## COMPLETE THE FOLLOWING
• a. Answer these from the osnoise code review, one answer per line, marked the same way:
(i) What file path does osnoise_get_stop_us pass to tracefs_get_tracing_file?
(ii) What name does the reviewer suggest using instead of stop_path in osnoise_get_stop_total_us?
(iii) What value does osnoise_get_stop_us return after the out_err label?
• b. Return the passage of the osnoise code review between "Use stop_total_path to" and "(context->orig_stop_total_us != OSNOISE_OPTION_INIT_VAL)", inclusive, copied word for word.
• c. Write the next part of the osnoise code review, starting right after its last shown line.

## TEXT PROVIDED
>> START

Should return 0 or OSNOISE_TIME_INIT_VAL and the return type
can be unsigned long long.

> +}
> +
> +/*
> + * osnoise_get_stop_us - read and save the original "stop_tracing_us"
> + */
> +static long long
> +osnoise_get_stop_us(struct osnoise_context *context)
> +{
> +	char buffer[BUFF_U64_STR_SIZE];
> +	long long stop_us;
> +	char *stop_path;
> +	int retval;
> +
> +	if (context->stop_us != OSNOISE_OPTION_INIT_VAL)
> +		return context->stop_us;
> +
> +	if (context->orig_stop_us != OSNOISE_OPTION_INIT_VAL)
> +		return context->orig_stop_us;
> +
> +	stop_path = tracefs_get_tracing_file("osnoise/stop_tracing_us");
> +
> +	context->stop_us_fd = open(stop_path, O_RDWR);
> +	if (context->stop_us_fd < 0)
> +		goto out_err;
> +
> +	retval = read(context->stop_us_fd, &buffer, sizeof(buffer));
> +	if (retval <= 0)
> +		goto out_close;
> +
> +	stop_us = get_llong_from_str(buffer);
> +	if (stop_us < 0)
> +		goto out_close;
> +
> +	tracefs_put_tracing_file(stop_path);
> +
> +	context->orig_stop_us = stop_us;
> +	return stop_us;
> +
> +out_close:
> +	close(context->stop_us_fd);
> +	context->stop_us_fd = CLOSED_FD;
> +out_err:
> +	tracefs_put_tracing_file(stop_path);
> +	return -1;

The same.

> +}
> +
> +/*
> + * osnoise_get_stop_total_us - read and save the original "stop_tracing_total_us"
> + */
> +static long long
> +osnoise_get_stop_total_us(struct osnoise_context *context)
> +{
> +	char buffer[BUFF_U64_STR_SIZE];
> +	long long stop_total_us;
> +	char *stop_path;

Use stop_total_path to differentiate with stop_path used in
osnoise_get_stop_us().

> +	int retval;
> +
> +	if (context->stop_total_us != OSNOISE_OPTION_INIT_VAL)
> +		return context->stop_total_us;
> +
> +	if (context->orig_stop_total_us != OSNOISE_OPTION_INIT_VAL)

>> END

## DATA SHOWN
>> START

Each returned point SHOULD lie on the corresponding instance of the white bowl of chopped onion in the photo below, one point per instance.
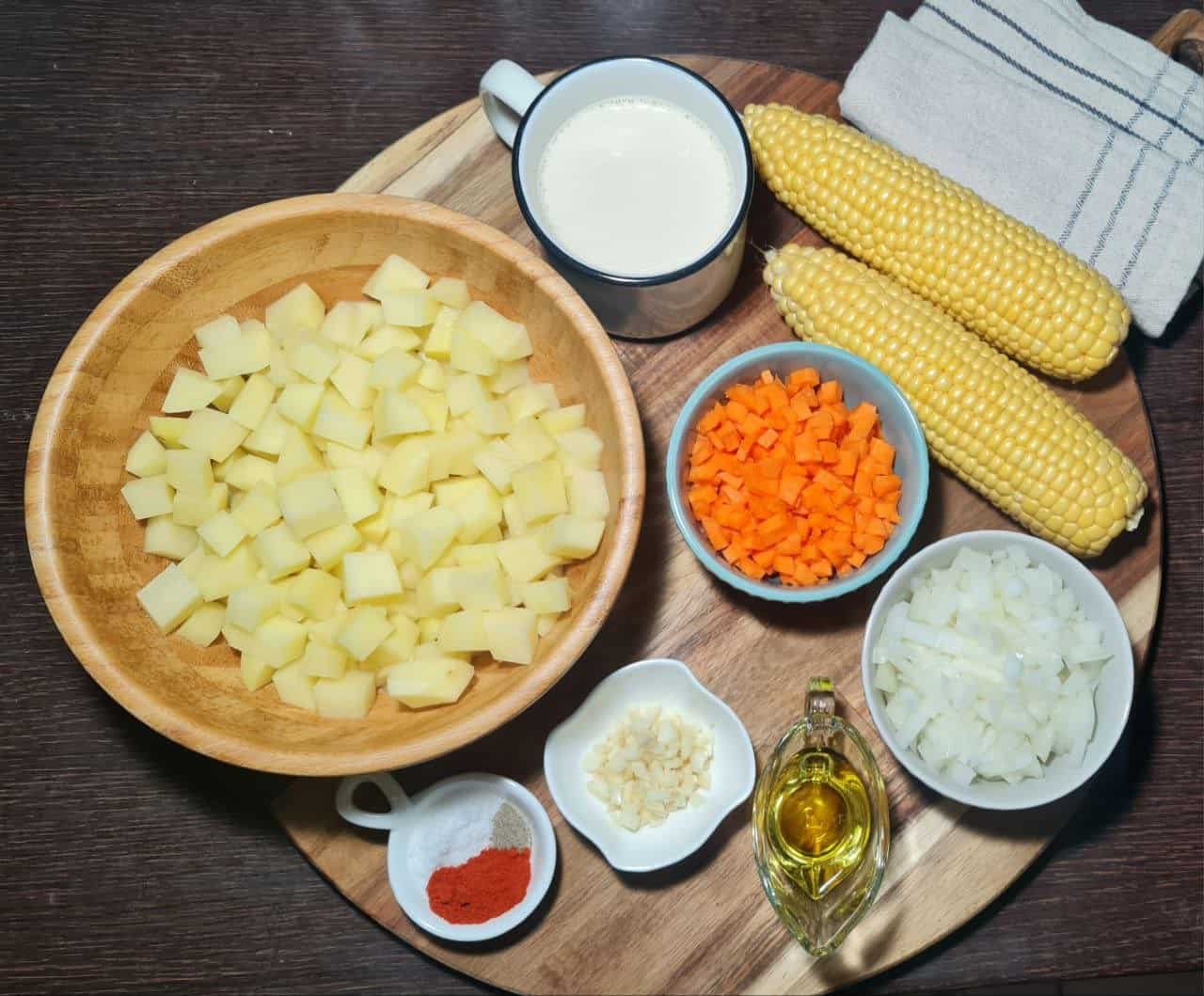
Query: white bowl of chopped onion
(997, 670)
(649, 765)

>> END

## ANSWERS TO THE TASKS
• a.
(i) "osnoise/stop_tracing_us"
(ii) stop_total_path
(iii) -1

• b.
Use stop_total_path to differentiate with stop_path used in
osnoise_get_stop_us().

> +	int retval;
> +
> +	if (context->stop_total_us != OSNOISE_OPTION_INIT_VAL)
> +		return context->stop_total_us;
> +
> +	if (context->orig_stop_total_us != OSNOISE_OPTION_INIT_VAL)

• c.
> +		return context->orig_stop_total_us;
> +
> +	stop_path = tracefs_get_tracing_file("osnoise/stop_tracing_total_us");
> +
> +	context->stop_total_us_fd = open(stop_path, O_RDWR);
> +	if (context->stop_total_us_fd < 0)
> +		goto out_err;
> +
> +	retval = read(context->stop_total_us_fd, &buffer, sizeof(buffer));
> +	if (retval <= 0)
> +		goto out_close;
> +
> +	stop_total_us = get_llong_from_str(buffer);
> +	if (stop_total_us < 0)
> +		goto out_close;
> +
> +	tracefs_put_tracing_file(stop_path);
> +
> +	context->orig_stop_total_us = stop_total_us;
> +	return stop_total_us;
> +
> +out_close:
> +	close(context->stop_total_us_fd);
> +	context->stop_total_us_fd = CLOSED_FD;
> +out_err:
> +	tracefs_put_tracing_file(stop_path);
> +	return -1;

The same.

> +}
> +
> +/*
> + * osnoise_get_print_stack - read and save the original "print_stack"
> + */
> +static long long
> +osnoise_get_print_stack(struct osnoise_context *context)
> +{
> +	char buffer[BUFF_U64_STR_SIZE];
> +	long long print_stack;
> +	char *stop_path;

This is print_stack_path.

> +	int retval;
> +
> +	if (context->print_stack != OSNOISE_OPTION_INIT_VAL)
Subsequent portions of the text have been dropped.